Point localization data:

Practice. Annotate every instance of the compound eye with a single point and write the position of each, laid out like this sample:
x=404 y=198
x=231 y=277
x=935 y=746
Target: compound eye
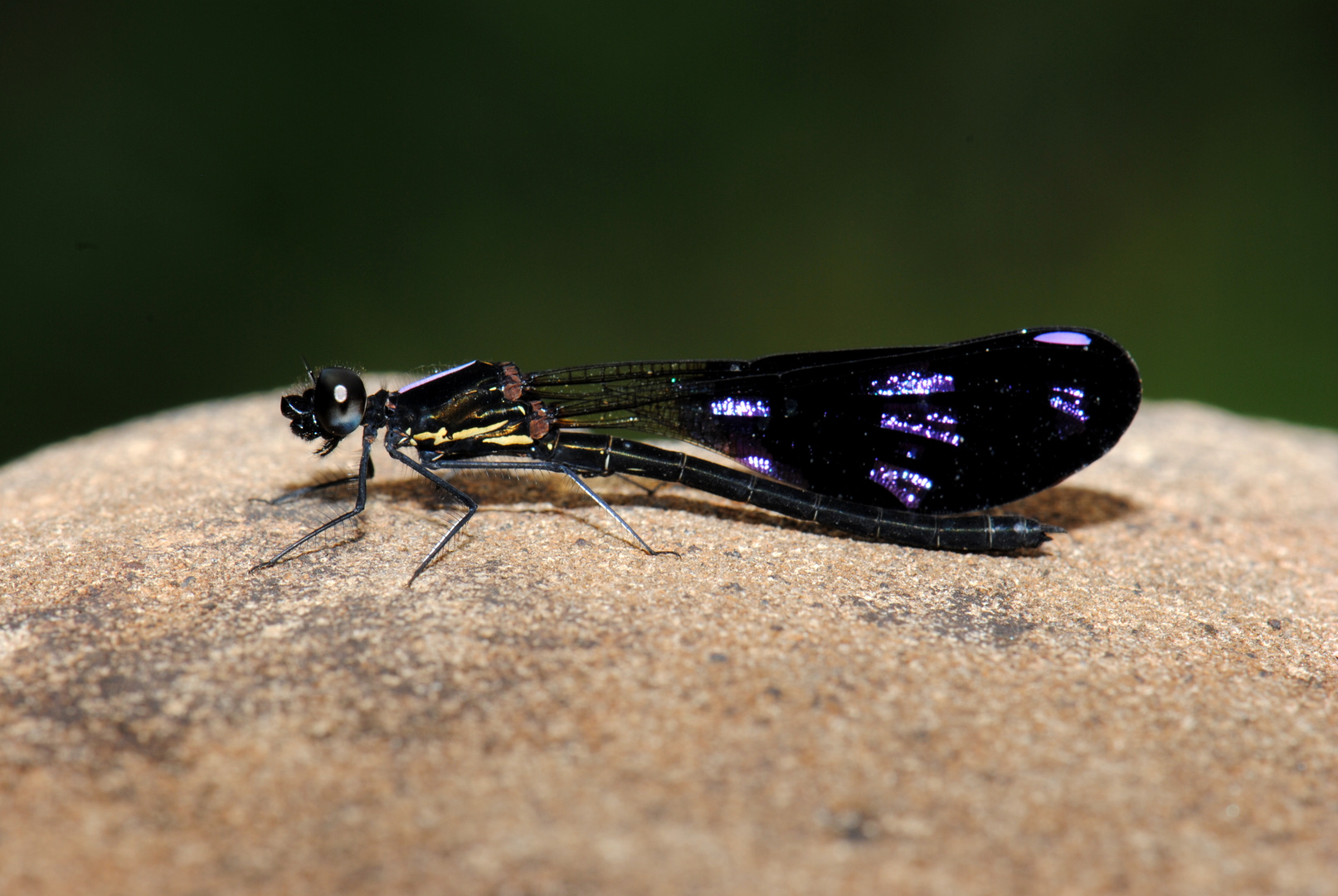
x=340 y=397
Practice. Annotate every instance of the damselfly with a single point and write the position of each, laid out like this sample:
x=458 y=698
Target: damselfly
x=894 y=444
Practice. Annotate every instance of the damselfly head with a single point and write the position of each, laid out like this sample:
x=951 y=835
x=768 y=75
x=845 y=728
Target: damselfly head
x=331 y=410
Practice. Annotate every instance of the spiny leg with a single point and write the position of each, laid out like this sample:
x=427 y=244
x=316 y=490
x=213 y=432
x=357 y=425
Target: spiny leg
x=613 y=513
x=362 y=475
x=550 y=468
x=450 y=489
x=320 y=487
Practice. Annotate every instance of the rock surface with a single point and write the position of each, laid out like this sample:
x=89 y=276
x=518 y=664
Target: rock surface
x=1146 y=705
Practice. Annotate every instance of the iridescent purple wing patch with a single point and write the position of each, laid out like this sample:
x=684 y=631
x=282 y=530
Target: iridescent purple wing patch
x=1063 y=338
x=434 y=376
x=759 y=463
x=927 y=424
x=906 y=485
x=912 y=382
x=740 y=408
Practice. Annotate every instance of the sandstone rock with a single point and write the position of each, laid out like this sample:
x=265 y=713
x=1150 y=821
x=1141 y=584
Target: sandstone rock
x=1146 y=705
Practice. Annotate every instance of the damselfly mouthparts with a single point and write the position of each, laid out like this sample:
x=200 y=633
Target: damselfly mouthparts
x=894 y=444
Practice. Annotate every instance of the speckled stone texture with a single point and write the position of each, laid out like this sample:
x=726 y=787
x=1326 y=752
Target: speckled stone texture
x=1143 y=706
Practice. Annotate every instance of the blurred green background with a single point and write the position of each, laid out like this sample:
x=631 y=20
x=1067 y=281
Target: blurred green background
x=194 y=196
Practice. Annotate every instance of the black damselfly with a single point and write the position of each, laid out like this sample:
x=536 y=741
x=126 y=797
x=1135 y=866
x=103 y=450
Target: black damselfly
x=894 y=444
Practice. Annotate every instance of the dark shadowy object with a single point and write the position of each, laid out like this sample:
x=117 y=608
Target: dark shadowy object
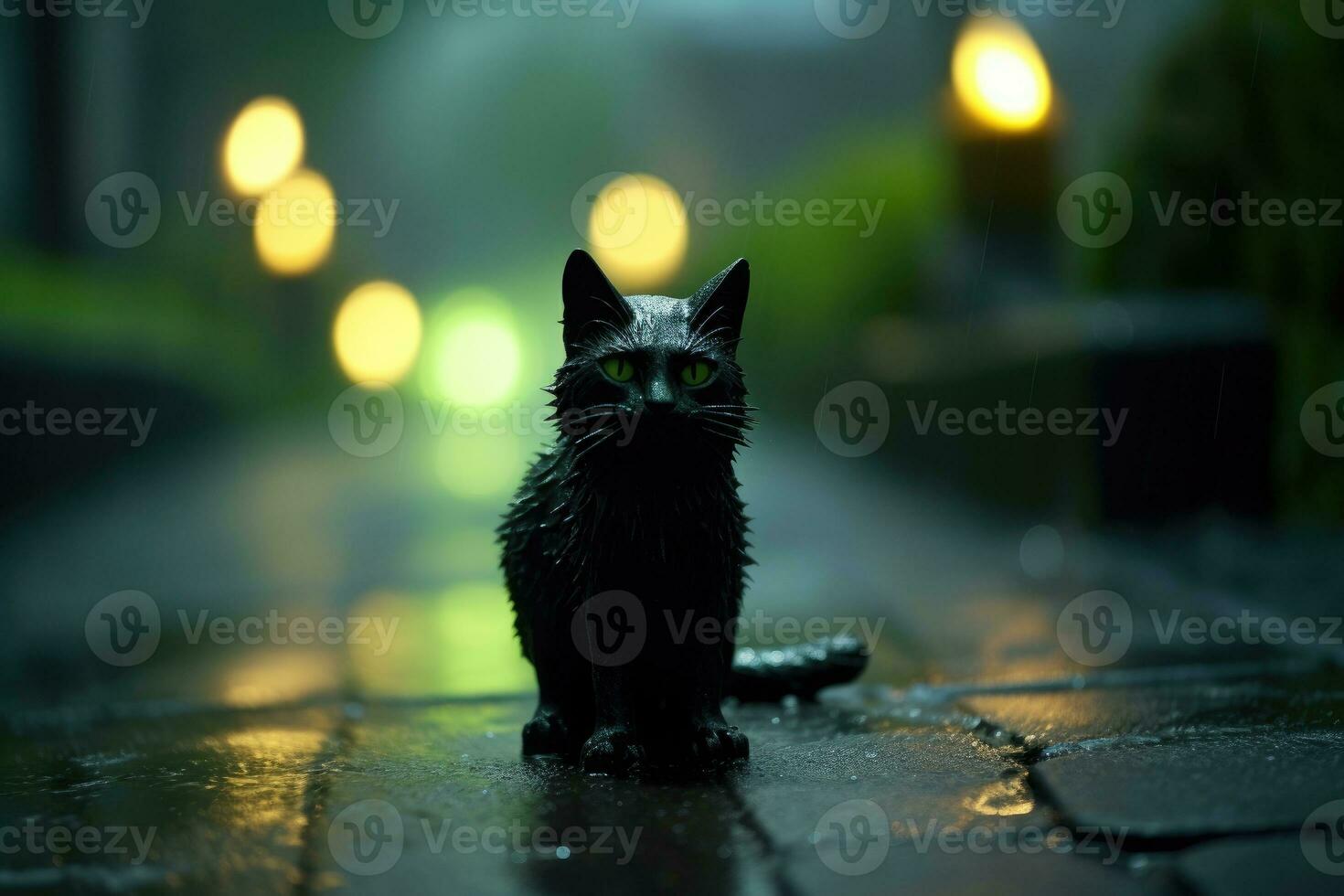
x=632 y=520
==
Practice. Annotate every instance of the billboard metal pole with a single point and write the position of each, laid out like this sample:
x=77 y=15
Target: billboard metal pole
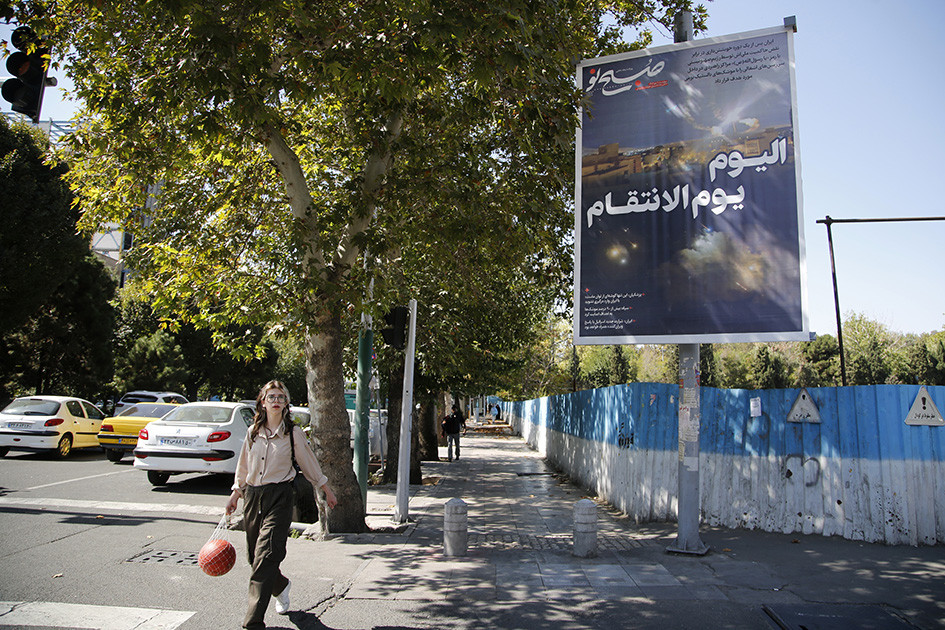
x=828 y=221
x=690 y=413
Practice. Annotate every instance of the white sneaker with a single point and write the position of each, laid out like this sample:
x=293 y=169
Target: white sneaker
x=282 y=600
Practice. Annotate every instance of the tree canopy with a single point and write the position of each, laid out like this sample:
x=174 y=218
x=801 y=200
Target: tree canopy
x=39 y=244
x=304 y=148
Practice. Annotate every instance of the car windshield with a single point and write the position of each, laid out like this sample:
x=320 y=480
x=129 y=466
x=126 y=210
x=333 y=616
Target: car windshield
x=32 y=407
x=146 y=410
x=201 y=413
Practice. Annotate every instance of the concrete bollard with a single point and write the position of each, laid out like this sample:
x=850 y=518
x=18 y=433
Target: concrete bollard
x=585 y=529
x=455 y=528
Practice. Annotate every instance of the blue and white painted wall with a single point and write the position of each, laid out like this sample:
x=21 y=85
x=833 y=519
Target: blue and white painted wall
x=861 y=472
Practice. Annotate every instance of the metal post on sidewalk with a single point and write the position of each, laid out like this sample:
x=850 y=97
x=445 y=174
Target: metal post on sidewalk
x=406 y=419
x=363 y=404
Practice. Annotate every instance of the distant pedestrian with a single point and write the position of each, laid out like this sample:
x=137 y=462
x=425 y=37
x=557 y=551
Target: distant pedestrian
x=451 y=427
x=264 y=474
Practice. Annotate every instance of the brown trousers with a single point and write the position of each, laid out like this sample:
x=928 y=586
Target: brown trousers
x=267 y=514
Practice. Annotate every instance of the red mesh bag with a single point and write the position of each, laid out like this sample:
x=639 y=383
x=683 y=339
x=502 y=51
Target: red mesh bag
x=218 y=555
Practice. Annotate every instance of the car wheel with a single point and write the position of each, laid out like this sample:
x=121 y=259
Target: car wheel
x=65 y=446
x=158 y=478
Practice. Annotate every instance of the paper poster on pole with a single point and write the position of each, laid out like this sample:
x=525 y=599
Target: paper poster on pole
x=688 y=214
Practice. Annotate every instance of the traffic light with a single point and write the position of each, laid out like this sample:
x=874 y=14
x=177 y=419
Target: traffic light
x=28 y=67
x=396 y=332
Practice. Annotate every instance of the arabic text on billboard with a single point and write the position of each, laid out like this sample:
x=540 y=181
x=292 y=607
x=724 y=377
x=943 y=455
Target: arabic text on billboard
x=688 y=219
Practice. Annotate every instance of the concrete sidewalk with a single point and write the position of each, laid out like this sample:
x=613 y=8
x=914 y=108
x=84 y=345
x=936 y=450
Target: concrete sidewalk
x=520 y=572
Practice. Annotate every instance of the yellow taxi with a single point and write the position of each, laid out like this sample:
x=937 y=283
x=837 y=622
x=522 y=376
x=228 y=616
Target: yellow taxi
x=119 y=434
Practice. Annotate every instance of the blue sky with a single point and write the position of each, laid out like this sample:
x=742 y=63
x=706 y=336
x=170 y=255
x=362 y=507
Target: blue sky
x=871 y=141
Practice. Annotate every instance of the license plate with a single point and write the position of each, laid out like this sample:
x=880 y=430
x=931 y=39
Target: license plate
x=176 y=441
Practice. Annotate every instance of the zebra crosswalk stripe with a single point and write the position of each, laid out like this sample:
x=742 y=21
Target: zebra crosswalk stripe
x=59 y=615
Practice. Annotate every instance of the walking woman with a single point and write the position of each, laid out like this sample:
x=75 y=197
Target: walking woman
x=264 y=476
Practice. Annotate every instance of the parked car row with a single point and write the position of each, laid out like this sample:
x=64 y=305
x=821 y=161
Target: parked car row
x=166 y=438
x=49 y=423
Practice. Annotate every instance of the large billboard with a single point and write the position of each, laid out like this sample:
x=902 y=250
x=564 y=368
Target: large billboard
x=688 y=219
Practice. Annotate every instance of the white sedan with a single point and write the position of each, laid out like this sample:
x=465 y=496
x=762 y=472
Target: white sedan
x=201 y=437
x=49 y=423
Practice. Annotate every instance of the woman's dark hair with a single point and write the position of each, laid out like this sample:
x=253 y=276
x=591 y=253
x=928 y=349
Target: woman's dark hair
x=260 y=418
...
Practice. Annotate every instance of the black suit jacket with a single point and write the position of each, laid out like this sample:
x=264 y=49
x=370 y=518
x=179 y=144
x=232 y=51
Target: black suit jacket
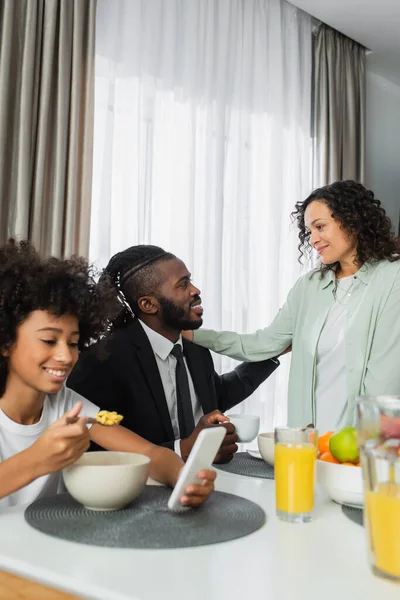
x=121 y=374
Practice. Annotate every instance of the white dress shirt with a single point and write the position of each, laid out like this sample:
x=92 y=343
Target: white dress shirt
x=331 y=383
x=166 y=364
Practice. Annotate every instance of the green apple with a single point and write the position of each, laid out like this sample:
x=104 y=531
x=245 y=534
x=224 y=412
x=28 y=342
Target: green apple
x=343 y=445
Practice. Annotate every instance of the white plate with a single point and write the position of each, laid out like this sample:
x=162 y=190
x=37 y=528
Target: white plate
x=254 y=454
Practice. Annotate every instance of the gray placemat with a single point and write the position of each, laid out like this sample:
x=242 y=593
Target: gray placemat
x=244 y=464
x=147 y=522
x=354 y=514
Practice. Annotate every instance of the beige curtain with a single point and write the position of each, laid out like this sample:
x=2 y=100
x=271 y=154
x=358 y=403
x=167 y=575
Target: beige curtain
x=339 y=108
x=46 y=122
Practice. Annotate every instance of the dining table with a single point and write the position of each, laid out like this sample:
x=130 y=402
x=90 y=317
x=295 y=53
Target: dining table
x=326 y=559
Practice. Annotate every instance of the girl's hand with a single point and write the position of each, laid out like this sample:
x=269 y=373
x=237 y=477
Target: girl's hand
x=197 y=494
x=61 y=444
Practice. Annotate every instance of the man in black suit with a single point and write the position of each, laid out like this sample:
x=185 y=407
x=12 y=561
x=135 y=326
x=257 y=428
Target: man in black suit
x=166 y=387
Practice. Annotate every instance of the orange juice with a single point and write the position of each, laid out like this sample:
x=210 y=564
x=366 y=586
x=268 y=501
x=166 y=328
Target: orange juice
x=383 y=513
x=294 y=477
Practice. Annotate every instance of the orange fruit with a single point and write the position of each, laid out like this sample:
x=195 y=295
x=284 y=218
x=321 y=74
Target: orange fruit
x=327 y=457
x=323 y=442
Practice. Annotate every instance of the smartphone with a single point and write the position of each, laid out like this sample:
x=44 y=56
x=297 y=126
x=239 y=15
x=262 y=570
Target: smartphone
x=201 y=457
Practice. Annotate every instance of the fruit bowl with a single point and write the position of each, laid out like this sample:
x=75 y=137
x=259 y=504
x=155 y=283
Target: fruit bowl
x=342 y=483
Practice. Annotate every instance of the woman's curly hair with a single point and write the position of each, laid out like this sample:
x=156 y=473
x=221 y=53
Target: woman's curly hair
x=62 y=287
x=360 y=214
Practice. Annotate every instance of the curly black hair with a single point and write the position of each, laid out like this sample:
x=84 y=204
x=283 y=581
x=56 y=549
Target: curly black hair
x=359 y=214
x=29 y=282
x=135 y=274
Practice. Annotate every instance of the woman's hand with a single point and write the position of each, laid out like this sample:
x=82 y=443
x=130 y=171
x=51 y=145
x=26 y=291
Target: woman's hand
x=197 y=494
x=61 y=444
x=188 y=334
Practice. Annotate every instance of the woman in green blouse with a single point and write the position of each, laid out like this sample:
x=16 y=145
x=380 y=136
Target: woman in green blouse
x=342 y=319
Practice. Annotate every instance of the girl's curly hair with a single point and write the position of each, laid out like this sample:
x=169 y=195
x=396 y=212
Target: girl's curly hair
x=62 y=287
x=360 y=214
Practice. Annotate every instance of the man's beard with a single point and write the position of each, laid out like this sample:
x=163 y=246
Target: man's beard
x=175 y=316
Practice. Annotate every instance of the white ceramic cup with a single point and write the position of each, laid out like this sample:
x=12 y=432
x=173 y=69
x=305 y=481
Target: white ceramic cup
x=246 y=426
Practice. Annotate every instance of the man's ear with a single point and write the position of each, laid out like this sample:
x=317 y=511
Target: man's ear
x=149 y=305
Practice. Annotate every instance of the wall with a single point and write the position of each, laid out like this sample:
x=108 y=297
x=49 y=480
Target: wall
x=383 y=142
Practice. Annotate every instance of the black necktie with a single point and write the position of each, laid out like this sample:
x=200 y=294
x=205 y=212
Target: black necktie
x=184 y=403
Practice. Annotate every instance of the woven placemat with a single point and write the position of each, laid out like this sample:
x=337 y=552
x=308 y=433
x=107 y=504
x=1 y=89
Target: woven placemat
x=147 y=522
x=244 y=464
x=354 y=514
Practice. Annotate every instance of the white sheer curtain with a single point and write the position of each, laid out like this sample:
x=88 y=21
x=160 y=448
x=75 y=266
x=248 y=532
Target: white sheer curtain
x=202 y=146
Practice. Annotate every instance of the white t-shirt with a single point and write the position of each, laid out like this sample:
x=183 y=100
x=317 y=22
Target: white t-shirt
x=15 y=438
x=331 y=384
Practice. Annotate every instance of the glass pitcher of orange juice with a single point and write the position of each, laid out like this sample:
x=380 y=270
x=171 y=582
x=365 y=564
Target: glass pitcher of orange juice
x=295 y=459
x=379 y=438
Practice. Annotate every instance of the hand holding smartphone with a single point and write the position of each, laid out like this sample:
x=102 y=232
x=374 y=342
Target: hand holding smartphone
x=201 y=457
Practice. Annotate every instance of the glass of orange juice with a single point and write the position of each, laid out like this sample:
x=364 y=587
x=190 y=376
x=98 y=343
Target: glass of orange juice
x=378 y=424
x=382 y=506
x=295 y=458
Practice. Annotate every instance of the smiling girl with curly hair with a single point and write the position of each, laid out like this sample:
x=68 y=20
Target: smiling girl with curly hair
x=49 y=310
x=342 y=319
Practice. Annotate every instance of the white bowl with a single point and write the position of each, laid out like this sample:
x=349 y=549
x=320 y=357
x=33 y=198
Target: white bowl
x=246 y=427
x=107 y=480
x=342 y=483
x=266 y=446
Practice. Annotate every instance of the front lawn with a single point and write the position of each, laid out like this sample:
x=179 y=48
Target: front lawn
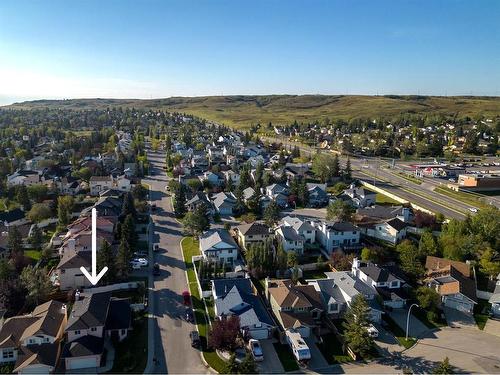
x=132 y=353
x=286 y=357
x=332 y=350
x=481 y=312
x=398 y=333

WHAT IS BEING ASKED:
A word-for-word reproduction is needed of the lines above from the line containing "Practice. Annotate every instance of the compound" through the line containing "Practice. Annotate every instance of the damselfly with", with both ends kept and no pictures.

RESPONSE TO THIS EXERCISE:
Practice. Annotate every instance of the compound eye with a single point and write the position of each, laid out like this sample:
x=404 y=198
x=231 y=277
x=935 y=746
Target: compound eye
x=340 y=397
Practice. Annotate every instance of the damselfly with a single point and write the position of each, laid out like this sample:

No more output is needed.